> [Task details]
Nothing but the lines from the line with "For our annual mammal census, mark every water surface" through the end of the data is to be copied, and each is to be copied exactly.

> [Records drawn from a dataset]

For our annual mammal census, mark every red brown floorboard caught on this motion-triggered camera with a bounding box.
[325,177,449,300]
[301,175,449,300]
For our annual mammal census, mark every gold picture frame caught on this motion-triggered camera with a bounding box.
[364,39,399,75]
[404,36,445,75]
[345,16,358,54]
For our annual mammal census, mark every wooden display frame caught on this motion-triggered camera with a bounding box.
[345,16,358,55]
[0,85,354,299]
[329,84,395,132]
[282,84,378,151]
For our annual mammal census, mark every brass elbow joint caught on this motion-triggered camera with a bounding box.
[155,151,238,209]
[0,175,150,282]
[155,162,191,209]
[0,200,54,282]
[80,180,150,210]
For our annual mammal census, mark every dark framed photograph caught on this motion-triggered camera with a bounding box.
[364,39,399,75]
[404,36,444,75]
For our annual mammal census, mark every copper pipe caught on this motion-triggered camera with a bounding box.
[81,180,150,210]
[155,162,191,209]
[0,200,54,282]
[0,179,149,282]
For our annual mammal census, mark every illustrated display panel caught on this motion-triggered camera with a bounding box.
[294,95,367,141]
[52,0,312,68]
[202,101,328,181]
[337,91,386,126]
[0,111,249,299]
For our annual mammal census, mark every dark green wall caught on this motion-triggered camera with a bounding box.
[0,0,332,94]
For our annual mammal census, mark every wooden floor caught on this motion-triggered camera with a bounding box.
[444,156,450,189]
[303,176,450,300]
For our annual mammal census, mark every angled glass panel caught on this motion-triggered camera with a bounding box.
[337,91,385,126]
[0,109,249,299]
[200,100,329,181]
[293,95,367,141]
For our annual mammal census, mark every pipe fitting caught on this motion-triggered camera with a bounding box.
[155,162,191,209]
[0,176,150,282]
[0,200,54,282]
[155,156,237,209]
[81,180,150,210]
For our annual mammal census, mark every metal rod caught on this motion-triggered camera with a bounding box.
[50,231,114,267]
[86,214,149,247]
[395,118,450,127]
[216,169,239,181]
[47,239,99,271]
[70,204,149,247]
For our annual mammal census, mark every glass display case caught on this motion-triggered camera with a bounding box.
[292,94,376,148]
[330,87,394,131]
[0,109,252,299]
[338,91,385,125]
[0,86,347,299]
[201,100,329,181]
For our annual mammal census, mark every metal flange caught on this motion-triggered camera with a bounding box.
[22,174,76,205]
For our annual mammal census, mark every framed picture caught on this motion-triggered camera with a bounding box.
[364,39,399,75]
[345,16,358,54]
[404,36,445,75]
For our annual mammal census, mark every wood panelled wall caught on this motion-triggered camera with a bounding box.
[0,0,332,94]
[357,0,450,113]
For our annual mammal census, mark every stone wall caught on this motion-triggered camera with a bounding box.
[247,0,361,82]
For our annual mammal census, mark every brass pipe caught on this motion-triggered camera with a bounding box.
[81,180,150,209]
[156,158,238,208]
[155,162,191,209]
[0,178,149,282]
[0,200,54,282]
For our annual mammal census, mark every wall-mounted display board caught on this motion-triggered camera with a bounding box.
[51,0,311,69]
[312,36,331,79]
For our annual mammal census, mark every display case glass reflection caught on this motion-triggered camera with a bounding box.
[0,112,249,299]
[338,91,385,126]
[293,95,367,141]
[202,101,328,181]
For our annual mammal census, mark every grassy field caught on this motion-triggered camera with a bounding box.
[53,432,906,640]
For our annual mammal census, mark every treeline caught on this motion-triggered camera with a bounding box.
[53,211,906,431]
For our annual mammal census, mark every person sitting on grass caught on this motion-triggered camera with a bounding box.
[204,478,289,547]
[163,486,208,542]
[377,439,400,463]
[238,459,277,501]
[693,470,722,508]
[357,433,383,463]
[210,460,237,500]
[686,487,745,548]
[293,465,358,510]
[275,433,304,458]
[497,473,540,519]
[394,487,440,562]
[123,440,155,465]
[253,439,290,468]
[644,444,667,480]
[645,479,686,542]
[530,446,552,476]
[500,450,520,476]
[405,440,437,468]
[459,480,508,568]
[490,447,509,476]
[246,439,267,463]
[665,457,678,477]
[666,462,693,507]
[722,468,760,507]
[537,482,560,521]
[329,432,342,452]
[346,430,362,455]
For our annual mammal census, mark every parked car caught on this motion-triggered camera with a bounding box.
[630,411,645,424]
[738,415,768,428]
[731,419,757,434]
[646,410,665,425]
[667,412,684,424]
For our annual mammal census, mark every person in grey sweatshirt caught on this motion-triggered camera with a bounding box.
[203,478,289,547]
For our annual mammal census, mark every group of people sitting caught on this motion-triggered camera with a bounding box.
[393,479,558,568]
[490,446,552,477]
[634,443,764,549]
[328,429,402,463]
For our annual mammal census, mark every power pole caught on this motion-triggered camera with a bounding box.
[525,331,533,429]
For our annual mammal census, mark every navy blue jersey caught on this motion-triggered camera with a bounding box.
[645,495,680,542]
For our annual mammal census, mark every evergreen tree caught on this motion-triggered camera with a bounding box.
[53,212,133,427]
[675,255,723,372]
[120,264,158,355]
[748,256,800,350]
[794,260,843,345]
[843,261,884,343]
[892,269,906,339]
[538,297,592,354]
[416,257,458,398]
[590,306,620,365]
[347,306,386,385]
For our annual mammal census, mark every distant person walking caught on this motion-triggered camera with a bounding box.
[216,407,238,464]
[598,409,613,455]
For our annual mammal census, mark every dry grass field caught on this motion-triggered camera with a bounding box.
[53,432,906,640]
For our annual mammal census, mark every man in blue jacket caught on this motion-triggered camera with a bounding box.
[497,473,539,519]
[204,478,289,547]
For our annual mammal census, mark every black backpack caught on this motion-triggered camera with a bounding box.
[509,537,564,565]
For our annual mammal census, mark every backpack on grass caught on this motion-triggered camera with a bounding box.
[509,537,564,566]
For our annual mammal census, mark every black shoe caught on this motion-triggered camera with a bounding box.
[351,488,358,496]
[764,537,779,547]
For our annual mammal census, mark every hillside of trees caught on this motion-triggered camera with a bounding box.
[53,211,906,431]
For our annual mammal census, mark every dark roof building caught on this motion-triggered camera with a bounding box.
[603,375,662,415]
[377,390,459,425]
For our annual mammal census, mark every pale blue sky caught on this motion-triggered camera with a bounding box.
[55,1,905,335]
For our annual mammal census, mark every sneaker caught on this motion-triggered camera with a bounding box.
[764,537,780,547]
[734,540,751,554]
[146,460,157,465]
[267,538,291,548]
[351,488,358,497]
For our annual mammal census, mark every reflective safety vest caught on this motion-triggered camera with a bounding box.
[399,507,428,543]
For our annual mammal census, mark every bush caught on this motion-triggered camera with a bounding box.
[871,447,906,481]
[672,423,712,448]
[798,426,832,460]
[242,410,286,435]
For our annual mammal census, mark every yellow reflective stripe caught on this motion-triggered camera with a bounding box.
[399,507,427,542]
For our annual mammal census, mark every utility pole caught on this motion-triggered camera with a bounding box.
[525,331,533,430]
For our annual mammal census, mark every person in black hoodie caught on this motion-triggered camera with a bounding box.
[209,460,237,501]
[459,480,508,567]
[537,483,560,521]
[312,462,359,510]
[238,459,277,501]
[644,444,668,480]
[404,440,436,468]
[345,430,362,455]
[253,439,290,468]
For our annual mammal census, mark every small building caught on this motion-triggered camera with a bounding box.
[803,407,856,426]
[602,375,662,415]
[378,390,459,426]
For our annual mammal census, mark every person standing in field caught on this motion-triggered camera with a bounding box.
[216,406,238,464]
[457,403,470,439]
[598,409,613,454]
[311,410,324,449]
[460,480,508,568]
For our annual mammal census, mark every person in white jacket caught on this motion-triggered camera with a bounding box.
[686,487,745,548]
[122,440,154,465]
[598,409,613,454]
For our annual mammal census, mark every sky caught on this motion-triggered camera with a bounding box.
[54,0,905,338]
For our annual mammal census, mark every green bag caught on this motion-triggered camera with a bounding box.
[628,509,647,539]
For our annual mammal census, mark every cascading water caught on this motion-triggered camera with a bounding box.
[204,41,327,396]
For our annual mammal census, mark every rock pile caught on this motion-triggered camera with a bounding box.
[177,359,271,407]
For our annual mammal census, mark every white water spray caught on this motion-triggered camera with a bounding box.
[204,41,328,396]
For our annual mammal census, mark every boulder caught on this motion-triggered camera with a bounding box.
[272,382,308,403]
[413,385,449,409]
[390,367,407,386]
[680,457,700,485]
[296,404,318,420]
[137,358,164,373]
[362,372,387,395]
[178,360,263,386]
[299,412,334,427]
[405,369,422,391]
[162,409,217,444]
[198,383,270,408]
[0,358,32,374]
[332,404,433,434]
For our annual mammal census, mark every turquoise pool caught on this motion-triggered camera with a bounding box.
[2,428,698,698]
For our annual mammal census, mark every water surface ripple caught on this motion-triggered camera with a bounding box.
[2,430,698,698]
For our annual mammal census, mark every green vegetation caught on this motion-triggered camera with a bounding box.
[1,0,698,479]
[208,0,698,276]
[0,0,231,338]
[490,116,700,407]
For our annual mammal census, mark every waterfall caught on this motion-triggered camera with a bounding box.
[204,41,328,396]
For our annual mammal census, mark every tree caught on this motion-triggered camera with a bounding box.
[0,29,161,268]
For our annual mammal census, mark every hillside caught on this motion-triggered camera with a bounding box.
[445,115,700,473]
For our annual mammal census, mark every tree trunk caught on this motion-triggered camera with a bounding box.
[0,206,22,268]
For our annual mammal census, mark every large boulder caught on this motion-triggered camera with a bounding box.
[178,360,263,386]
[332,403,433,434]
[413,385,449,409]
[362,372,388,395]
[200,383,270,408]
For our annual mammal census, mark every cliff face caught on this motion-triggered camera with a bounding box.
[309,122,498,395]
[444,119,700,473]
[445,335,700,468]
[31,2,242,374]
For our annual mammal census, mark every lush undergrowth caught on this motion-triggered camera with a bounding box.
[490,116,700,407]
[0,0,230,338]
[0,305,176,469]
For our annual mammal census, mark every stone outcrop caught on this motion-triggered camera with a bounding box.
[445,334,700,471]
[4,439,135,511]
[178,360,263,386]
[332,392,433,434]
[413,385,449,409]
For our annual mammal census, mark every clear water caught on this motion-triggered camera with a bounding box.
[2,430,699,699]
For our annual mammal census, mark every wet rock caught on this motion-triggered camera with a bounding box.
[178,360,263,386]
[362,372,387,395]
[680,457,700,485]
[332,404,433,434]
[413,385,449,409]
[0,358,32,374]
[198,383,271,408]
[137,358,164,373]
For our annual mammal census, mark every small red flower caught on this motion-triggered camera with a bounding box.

> [Expected answer]
For our annual mammal census, mark every water surface ripple caught on this motion-triggered camera with a bounding box.
[2,430,698,698]
For our annual mammal census, mark every green vegetation caught on this motion-triggered camera with a bounding box.
[1,0,698,479]
[208,0,698,276]
[0,0,231,338]
[490,116,700,407]
For our annual mammal census, mark every waterfall caught on this motion-triggered camera with a bounding box.
[204,41,328,396]
For our annual mammal census, mark every tree caught on this motion-triggered camera with a bounding box.
[0,29,161,268]
For our annual mammal census, mark every hillside caught on this motion-triggered camera with a bounding box.
[445,115,700,473]
For our annual mammal census, mark every tree trunk caught on this motion-triggered camera with a bounding box.
[0,206,22,268]
For our annual mammal census, mark every large boulder caught on this motion-triggered camera with a bounding box.
[178,360,263,386]
[332,403,433,434]
[413,385,449,409]
[362,372,388,395]
[200,383,270,408]
For our annual mammal census, mark every cliff face caught on this motion-triggered camera with a bounding box.
[309,122,498,395]
[444,119,700,473]
[445,335,700,468]
[31,2,242,374]
For our annual mammal census, mark every lush undergrowth caught on this motion-triggered camera with a bounding box.
[490,116,700,407]
[0,0,230,338]
[0,305,176,469]
For our annual mammal census, mark every stone outcrop caught on this motion-triggered camera with a bounding box.
[445,334,700,471]
[4,439,135,511]
[178,360,263,386]
[332,392,433,434]
[413,385,449,409]
For our annual mammal census, mark every clear water caught on this motion-triggered camera with a bounding box.
[2,430,699,699]
For our annual mammal census, mark every wet rock caught on this motion-triggered camera with a bounding box.
[178,360,263,386]
[362,372,387,395]
[680,457,700,485]
[332,404,433,434]
[413,385,449,409]
[0,358,32,374]
[198,383,271,408]
[137,358,164,373]
For our annual mammal census, mark every small red flower caught on this motion-triggered camera with a bounding box.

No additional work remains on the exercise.